───── Data for this exercise

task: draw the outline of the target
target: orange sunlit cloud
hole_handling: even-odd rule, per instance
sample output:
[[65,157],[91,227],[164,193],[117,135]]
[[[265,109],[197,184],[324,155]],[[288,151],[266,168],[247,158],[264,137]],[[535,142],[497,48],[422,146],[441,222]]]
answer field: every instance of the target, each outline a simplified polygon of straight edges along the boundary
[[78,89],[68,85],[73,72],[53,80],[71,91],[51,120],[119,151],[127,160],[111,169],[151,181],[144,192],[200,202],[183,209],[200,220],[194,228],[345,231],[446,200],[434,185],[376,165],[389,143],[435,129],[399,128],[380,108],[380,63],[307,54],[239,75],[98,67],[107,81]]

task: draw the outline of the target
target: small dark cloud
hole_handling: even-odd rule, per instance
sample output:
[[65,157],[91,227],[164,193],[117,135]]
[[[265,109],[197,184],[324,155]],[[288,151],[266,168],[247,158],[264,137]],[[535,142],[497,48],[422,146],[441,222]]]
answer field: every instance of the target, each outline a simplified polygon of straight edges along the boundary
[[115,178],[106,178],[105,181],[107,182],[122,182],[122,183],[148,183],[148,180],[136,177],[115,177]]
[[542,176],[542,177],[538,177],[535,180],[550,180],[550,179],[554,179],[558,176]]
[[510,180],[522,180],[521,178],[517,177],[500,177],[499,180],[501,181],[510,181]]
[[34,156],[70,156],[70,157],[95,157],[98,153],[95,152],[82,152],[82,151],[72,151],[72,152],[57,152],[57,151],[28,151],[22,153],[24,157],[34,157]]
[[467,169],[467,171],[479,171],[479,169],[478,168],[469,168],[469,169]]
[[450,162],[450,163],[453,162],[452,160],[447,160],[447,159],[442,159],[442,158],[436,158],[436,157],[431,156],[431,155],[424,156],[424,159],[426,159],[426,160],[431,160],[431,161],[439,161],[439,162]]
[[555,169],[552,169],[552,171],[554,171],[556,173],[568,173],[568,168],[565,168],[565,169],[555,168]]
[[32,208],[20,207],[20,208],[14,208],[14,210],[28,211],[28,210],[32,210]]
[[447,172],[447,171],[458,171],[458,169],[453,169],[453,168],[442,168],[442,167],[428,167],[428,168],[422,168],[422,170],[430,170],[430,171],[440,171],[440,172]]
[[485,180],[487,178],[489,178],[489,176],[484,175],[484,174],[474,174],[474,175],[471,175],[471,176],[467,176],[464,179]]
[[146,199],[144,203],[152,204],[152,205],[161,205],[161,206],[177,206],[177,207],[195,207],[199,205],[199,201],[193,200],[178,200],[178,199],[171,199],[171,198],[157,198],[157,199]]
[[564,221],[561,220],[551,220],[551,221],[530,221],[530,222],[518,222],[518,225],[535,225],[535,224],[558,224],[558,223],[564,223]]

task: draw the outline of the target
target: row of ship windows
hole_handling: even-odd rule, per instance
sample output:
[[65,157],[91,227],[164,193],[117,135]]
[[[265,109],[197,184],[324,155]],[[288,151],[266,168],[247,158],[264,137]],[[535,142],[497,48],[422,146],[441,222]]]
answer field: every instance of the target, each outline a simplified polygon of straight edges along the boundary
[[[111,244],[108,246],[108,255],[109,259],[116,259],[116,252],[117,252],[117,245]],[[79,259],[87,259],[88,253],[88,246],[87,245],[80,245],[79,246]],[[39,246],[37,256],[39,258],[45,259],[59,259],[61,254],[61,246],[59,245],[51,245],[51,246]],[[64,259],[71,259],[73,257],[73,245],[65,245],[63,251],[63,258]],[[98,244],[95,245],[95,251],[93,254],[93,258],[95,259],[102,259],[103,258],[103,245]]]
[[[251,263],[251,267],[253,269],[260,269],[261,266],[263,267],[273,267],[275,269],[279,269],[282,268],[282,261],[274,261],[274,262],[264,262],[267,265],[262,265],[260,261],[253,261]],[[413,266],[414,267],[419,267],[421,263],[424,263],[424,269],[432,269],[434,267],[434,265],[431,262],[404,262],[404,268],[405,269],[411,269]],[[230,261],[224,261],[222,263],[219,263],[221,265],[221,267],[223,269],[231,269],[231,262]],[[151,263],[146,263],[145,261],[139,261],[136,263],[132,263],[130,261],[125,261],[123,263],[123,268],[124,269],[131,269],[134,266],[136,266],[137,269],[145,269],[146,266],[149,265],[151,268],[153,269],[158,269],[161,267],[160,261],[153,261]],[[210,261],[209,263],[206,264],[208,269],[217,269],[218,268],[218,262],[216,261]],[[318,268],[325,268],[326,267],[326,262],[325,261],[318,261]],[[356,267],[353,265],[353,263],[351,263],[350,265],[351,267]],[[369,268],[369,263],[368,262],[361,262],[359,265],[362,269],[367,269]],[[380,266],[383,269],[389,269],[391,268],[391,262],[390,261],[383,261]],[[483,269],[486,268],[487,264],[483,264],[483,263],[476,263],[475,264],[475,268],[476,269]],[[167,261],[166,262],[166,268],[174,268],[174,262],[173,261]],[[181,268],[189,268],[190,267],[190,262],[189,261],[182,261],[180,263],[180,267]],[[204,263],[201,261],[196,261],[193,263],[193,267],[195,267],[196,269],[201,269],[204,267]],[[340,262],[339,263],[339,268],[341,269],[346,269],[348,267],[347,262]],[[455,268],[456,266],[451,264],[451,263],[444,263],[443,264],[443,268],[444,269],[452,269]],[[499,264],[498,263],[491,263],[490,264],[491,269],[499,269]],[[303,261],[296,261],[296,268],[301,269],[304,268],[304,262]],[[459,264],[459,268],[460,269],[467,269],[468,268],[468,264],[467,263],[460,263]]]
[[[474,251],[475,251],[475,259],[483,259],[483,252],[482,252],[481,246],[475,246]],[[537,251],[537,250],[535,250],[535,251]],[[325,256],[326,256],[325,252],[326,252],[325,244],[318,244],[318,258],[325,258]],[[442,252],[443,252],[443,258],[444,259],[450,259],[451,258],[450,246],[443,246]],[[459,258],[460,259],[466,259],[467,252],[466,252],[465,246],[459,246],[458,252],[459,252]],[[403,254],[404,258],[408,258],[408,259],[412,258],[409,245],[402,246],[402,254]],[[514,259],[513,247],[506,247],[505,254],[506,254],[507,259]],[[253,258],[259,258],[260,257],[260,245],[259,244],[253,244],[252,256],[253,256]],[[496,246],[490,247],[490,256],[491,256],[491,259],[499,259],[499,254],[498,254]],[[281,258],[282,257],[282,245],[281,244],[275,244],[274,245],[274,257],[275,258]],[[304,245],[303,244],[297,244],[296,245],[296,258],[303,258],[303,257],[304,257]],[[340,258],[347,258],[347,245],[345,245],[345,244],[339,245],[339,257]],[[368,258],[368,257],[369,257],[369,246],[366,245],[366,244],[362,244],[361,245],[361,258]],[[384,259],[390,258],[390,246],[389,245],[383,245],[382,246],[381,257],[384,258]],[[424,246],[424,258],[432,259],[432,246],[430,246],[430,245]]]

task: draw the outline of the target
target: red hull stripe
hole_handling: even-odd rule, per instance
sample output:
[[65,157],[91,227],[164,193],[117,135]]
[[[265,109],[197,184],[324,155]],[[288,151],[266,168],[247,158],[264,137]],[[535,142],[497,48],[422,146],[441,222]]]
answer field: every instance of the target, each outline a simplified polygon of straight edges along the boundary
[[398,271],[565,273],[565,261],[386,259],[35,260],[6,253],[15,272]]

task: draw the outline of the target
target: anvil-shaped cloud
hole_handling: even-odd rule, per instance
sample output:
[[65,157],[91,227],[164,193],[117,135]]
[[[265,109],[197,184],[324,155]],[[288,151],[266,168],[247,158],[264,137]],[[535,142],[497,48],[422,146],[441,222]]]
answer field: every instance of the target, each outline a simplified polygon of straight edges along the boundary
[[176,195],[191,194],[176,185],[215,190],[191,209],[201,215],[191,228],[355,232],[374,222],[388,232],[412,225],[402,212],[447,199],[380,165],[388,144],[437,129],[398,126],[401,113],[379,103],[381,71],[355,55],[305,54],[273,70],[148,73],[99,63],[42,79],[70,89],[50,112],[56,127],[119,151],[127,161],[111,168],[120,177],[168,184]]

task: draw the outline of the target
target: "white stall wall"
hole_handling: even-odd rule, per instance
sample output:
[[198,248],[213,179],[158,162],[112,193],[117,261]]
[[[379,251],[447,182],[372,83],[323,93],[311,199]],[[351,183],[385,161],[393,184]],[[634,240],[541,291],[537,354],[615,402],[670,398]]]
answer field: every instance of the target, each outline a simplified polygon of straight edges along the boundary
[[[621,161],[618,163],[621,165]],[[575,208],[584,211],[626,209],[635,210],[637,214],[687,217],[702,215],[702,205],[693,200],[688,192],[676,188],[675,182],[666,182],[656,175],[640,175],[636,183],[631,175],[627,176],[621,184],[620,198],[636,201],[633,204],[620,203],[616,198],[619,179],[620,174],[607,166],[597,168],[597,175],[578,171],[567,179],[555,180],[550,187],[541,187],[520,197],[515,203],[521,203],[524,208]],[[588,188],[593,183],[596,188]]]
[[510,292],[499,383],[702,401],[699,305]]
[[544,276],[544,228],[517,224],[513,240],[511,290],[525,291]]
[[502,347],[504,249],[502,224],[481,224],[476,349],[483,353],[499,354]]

──────────

Task to carry out -
Select and copy every line from the records that includes the word "cloud".

Answer for the task -
target: orange sunlit cloud
target: small dark cloud
target: anvil-shaped cloud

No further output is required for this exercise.